--- start Provided information ---

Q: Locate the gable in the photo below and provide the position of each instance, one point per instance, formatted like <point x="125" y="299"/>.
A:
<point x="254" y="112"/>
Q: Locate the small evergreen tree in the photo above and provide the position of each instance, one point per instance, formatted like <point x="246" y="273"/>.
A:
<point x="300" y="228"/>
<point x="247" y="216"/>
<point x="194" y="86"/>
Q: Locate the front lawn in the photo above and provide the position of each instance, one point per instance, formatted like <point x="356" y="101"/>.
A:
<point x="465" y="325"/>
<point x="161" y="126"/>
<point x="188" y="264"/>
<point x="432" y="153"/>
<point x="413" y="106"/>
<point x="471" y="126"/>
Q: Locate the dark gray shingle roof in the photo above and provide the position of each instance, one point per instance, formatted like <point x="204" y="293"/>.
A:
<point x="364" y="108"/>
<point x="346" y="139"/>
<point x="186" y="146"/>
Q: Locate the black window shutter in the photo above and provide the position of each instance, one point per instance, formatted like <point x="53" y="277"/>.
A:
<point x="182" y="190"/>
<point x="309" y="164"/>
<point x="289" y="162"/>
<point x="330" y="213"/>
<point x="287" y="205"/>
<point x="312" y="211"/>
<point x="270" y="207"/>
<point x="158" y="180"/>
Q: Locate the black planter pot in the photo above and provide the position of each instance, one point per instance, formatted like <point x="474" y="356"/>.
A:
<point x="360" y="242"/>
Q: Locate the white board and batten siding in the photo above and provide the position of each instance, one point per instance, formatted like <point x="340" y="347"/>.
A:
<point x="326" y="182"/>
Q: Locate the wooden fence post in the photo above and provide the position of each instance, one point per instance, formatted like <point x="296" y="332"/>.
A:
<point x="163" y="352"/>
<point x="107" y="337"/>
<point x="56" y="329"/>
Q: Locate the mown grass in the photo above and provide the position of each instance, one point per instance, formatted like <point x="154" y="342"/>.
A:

--- end Provided information ---

Given exercise :: Please quote the data above in full, with no line missing.

Task solution ::
Q: Locate the gable in the photo below and provide the position of each instance, one point per instance, formatted like <point x="125" y="299"/>.
A:
<point x="254" y="112"/>
Q: Locate the small evergreen tree in the photo above and provide the position of each instance, one point per instance, formatted like <point x="246" y="273"/>.
A:
<point x="300" y="228"/>
<point x="247" y="216"/>
<point x="194" y="86"/>
Q: Locate the front lawn in the photo above and provide the position of each instance, one point per instance, formatted like <point x="356" y="101"/>.
A:
<point x="465" y="325"/>
<point x="161" y="126"/>
<point x="188" y="264"/>
<point x="432" y="153"/>
<point x="413" y="106"/>
<point x="471" y="126"/>
Q: Locate the dark gray shingle roof in the photo above and provide the position of each instance, one point per instance, formatted like <point x="204" y="293"/>.
A:
<point x="364" y="108"/>
<point x="346" y="139"/>
<point x="186" y="146"/>
Q: Locate the black window shutter in the photo above and provide the position of each instance, one point per instance, formatted like <point x="53" y="277"/>.
A:
<point x="182" y="190"/>
<point x="309" y="164"/>
<point x="289" y="162"/>
<point x="330" y="213"/>
<point x="287" y="205"/>
<point x="312" y="211"/>
<point x="270" y="207"/>
<point x="158" y="180"/>
Q: Locate the black planter pot in the photo above and provide the position of each instance, one point per instance, formatted like <point x="474" y="356"/>.
A:
<point x="360" y="242"/>
Q: Locate the white board and batten siding in the photo above and provide the position of each instance, one point per instance, formatted like <point x="340" y="347"/>.
A:
<point x="326" y="182"/>
Q: Locate the wooden fence post in the photo above and provide the position of each instance, one point per instance, formatted like <point x="296" y="332"/>.
A:
<point x="163" y="352"/>
<point x="107" y="337"/>
<point x="56" y="329"/>
Q: Locate the mown grass in the photo above and provide the position of each instance, one point per instance, formatted like <point x="154" y="342"/>.
A:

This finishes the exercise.